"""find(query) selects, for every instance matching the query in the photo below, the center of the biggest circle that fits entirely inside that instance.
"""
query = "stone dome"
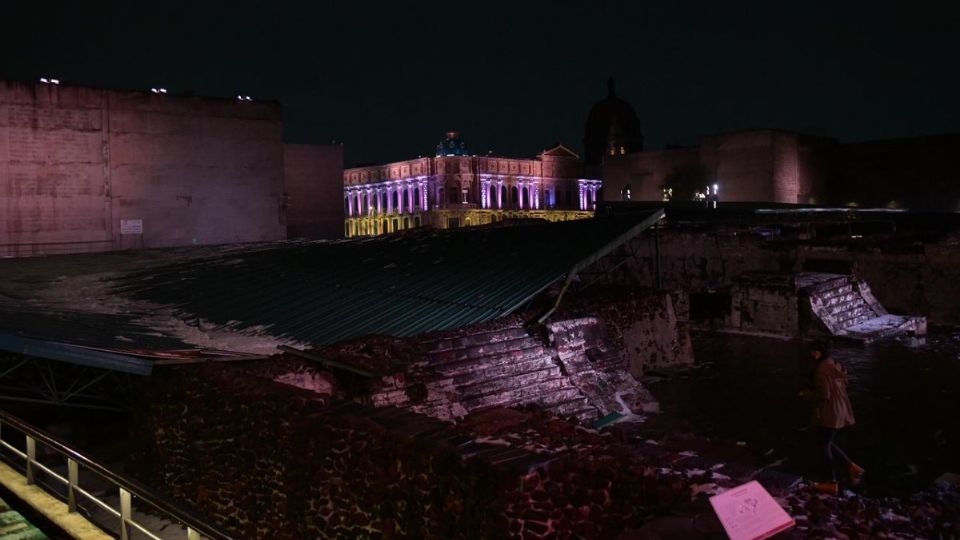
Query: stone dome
(452, 145)
(612, 128)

_Your instructions_
Rewrite the lines above, swapping every "stone dome" for "granite dome" and keeping everything else the same. Omit the pictures from your answer.

_Solution to this problem_
"""find(query) selects, for every instance matching the query in the photo below, the center of the biggest circle that fits entirely inside that instance.
"""
query = "granite dome"
Query: granite dome
(452, 145)
(612, 128)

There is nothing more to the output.